▶ _Given text_

——————————

Given the discussion between the interviewer and the participants, it is clear that repatriating remains is a challenging process, especially the paperwork involved in the process. The process is difficult for both the individual and their family. Individuals and churches who do not cope with this process actually stand at a risk of losing their jobs, if they have contractual obligations. Most of the time, both the church and the individual are not prepared for the process of repatriation of remains. Thus, when the day of death arrives, they have culture shock and do not know what do to. This is because the process of repatriating remains can become a very traumatic experience for the family and church members. At the end, the process imposes suffering and pain on others. This calls for a different approach to doing mission among the wounded. This process should not be only the responsibility of the individual and the church; companies that employ foreign nationals should rethink the way they take care of their employees, especially as it relates to funeral policies and so on. Lack of such mediation by families, churches and companies results in chaos when it comes to the process of repatriating remains (Sánchez Vidal et al. 2008:1683-1702).


The fourth question regards the relationship between mourning and the pain of repatriation. The immediate answer involves the financial implications. Hence, the repatriating funeral parlour has emerged, a specific niche in the 'death industry', which according to Nunez and Wheeler (2012:219) has emerged from the need to return deceased migrants home and offer services primarily to African migrants or their families. In this kind of funeral parlour, body preparation and transportation may cost a minimum of R15 000.00. It can be cheaper if members provide their own transport, but the services of a funeral parlour will still be required at the final destination of the deceased. Thus, repatriating a body from South Africa to Zimbabwe is expensive. Although some families who cannot raise enough money hold the funeral in South Africa, many families still insist on taking their loved ones back home. There are funeral insurance policies, but not everyone takes one out. Some of the funeral insurance companies that specialise in repatriation of remains for Zimbabweans include Doves, which has the Zimba-Mzansi funeral plan and the Zororo Phumulani division, as well as Moonlight Funeral Assurance and Services and the MFS Insurance funeral cover. When repatriated by air, an R6000 tax has to be paid on top of this at the airport to the Zimbabwe Revenue Authority, and a funeral company should be available to collect the body. Another option is to send the body by road to Johannesburg and then with Air Zimbabwe. If the person is to be buried outside of Harare, there is that additional transport cost.

——————————

▶ _Material_

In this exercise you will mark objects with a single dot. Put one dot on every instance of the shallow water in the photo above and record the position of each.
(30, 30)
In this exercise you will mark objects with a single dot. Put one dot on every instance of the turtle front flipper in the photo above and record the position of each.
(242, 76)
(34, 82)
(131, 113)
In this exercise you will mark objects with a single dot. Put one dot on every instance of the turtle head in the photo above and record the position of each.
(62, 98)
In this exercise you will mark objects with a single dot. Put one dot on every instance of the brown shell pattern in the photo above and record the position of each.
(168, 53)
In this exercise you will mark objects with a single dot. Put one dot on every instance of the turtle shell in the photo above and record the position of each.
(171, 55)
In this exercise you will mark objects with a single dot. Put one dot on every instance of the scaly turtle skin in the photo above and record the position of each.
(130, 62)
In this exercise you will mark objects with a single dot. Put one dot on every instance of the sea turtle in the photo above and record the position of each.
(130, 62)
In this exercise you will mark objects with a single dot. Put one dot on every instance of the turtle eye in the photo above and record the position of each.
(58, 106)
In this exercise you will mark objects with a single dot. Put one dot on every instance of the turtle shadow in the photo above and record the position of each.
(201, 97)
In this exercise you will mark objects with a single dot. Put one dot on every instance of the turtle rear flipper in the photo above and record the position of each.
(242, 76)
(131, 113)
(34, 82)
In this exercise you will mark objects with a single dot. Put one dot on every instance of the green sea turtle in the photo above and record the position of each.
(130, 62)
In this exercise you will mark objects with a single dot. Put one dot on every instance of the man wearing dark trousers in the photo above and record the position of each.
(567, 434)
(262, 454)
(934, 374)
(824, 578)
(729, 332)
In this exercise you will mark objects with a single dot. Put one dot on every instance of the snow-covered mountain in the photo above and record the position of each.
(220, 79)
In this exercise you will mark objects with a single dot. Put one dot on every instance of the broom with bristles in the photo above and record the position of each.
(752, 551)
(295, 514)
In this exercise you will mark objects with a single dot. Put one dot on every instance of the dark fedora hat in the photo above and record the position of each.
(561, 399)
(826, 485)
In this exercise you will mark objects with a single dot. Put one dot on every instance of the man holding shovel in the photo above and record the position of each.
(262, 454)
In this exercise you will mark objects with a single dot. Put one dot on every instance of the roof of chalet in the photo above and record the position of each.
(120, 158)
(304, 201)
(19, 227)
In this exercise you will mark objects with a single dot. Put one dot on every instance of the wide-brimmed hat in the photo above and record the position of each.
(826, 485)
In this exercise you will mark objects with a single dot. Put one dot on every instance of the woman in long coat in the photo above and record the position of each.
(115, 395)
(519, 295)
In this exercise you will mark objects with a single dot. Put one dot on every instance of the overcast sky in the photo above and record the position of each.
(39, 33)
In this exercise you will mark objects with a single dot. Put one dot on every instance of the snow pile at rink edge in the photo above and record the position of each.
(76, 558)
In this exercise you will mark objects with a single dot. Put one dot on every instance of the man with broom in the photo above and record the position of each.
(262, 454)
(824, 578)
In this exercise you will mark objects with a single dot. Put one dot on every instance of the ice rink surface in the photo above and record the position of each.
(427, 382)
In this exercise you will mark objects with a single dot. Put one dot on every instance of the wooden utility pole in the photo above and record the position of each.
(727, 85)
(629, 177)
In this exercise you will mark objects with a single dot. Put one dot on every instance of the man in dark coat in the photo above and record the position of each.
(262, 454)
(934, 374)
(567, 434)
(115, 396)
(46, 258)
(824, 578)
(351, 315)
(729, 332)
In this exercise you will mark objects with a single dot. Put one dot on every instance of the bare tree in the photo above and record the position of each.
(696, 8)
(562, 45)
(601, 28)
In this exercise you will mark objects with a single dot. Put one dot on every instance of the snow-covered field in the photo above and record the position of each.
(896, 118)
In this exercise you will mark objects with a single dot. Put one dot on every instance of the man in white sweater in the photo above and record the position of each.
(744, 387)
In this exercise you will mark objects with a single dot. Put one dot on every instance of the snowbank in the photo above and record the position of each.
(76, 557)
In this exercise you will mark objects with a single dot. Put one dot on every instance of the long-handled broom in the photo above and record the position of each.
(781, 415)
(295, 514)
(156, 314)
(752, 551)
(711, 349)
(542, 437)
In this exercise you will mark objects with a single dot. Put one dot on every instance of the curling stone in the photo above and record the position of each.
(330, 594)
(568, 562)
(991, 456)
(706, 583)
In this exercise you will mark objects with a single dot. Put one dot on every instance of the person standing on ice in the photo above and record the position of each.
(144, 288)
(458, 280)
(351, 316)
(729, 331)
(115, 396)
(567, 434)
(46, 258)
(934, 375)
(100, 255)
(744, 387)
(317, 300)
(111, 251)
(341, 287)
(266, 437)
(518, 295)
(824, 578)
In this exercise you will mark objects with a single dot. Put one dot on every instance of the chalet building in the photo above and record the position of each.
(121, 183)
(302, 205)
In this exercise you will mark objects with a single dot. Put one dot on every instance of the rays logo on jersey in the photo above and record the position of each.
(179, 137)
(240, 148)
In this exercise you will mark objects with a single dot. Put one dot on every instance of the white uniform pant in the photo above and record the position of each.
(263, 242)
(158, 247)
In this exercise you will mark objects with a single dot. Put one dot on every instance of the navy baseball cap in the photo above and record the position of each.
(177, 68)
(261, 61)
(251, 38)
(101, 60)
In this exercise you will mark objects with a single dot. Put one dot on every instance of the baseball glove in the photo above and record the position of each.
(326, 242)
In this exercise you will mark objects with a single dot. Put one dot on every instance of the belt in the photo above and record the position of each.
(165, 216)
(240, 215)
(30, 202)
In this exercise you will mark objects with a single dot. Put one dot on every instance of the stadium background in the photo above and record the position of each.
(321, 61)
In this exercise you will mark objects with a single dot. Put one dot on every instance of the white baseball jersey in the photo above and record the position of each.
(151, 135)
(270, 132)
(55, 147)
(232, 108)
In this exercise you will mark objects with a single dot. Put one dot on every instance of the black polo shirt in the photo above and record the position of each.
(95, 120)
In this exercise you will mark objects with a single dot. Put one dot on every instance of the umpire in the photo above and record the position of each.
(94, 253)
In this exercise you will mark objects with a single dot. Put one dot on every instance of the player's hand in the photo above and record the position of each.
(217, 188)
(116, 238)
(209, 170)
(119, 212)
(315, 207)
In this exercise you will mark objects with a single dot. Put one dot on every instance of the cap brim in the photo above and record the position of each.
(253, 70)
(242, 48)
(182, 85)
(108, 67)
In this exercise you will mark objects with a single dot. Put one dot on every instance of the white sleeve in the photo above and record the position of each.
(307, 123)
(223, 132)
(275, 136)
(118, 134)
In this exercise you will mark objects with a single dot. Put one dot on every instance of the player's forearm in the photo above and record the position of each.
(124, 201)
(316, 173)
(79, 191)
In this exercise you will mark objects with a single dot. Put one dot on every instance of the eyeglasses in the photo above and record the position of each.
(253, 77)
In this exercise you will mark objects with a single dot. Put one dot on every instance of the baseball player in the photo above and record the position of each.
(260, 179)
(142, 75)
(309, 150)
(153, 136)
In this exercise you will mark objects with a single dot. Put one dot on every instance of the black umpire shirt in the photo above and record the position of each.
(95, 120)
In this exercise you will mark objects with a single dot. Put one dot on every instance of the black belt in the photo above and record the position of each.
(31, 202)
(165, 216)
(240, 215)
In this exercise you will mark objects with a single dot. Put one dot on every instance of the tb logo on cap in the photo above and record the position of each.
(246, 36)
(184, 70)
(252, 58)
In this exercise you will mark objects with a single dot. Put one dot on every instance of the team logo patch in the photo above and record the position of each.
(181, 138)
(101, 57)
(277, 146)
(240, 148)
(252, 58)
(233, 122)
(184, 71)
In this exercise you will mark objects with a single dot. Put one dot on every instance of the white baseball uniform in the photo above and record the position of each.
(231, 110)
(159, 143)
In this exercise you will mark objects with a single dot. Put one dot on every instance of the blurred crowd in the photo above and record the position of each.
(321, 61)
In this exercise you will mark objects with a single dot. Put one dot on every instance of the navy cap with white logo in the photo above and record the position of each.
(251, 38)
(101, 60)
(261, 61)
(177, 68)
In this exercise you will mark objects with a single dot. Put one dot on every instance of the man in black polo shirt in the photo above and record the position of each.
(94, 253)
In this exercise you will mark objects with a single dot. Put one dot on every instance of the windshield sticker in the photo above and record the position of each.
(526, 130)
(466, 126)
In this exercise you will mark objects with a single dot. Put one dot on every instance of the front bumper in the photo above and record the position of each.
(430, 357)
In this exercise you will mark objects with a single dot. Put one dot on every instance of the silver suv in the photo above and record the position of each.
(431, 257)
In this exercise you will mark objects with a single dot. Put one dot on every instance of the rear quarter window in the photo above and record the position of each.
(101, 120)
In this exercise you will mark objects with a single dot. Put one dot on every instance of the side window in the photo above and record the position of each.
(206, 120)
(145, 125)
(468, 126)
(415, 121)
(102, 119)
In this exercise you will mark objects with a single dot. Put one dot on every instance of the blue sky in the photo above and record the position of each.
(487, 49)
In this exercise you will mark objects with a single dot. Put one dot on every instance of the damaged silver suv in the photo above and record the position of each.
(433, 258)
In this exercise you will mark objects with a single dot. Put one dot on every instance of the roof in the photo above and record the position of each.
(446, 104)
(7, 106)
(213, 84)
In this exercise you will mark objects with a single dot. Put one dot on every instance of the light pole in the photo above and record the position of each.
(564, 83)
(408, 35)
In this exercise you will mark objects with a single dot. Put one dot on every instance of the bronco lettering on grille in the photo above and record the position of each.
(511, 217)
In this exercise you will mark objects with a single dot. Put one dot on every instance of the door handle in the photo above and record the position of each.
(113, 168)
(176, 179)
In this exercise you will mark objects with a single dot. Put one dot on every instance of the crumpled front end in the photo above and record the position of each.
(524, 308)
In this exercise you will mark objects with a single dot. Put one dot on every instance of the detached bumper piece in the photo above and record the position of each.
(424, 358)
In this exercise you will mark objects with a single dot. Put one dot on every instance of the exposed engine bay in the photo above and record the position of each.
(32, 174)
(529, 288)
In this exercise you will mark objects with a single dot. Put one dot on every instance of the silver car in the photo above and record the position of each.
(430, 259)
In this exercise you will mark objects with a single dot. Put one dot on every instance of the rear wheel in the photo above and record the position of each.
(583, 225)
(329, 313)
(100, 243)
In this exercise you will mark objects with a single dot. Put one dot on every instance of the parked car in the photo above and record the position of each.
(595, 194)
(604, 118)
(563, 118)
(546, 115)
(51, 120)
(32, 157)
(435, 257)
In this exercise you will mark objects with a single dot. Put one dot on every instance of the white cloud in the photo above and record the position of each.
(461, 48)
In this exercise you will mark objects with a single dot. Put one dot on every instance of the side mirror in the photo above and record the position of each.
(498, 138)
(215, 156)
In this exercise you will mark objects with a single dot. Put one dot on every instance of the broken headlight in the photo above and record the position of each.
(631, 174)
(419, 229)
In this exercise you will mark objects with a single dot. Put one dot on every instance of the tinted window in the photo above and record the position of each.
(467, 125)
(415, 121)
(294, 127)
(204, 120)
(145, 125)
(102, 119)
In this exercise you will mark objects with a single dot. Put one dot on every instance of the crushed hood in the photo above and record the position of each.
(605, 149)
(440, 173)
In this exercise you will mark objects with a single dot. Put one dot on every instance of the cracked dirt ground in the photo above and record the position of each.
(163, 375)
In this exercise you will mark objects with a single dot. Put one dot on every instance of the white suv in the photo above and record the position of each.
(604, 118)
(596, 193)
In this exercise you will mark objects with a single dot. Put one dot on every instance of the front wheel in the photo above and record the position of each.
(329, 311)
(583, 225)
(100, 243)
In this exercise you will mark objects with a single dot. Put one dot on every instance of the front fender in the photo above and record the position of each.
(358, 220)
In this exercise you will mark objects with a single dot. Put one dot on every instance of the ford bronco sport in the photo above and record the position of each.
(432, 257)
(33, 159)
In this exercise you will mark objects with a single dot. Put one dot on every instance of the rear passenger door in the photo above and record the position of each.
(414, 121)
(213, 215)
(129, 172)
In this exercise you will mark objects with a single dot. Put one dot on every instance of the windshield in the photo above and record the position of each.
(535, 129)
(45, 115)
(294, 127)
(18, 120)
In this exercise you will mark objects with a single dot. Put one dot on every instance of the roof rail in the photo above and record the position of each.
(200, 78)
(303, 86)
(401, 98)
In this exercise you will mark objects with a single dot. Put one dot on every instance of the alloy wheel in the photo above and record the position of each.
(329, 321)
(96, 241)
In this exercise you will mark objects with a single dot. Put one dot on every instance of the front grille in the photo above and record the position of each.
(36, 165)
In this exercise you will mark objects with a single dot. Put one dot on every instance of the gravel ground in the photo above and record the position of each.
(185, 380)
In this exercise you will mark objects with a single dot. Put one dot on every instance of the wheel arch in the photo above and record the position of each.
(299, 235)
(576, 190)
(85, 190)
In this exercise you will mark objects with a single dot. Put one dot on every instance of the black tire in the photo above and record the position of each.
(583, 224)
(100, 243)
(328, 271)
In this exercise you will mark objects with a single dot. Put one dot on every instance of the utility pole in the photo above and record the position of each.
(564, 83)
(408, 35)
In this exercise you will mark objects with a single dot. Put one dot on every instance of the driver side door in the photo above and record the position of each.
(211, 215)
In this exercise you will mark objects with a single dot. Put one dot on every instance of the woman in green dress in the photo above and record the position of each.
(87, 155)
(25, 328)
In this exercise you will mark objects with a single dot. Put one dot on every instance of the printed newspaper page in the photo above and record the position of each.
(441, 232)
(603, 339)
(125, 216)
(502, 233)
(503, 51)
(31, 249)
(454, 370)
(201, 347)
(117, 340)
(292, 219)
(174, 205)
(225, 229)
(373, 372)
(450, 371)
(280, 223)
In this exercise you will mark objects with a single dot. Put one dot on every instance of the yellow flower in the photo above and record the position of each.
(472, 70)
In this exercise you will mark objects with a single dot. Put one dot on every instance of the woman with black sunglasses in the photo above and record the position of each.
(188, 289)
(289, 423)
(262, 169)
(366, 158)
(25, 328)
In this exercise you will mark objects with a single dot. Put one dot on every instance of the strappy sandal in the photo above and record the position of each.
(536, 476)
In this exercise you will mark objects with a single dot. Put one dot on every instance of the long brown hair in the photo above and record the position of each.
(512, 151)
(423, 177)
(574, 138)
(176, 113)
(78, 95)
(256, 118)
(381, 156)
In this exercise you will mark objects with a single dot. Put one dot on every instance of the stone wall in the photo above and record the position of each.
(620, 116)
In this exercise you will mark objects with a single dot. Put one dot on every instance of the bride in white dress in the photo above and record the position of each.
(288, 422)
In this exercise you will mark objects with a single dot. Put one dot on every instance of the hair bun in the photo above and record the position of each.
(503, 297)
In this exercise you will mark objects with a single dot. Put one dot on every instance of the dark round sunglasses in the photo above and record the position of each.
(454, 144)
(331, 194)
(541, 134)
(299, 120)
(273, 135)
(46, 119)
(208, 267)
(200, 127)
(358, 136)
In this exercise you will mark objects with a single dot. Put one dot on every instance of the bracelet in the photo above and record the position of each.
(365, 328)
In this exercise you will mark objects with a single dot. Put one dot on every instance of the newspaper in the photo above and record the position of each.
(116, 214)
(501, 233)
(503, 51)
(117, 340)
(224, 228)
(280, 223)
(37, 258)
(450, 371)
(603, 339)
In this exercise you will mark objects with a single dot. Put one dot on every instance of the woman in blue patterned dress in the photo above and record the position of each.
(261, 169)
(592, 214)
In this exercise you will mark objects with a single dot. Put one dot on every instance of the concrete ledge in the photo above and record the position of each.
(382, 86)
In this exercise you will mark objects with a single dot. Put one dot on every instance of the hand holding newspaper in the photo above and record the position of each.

——————————

▶ _Exercise details_
According to the passage on repatriating remains, how much tax must be paid at the airport when a body is repatriated by air, and to whom? The entries come from a different source than the passage on repatriating remains.

▶ _The result_
An R6000 tax is paid to the Zimbabwe Revenue Authority.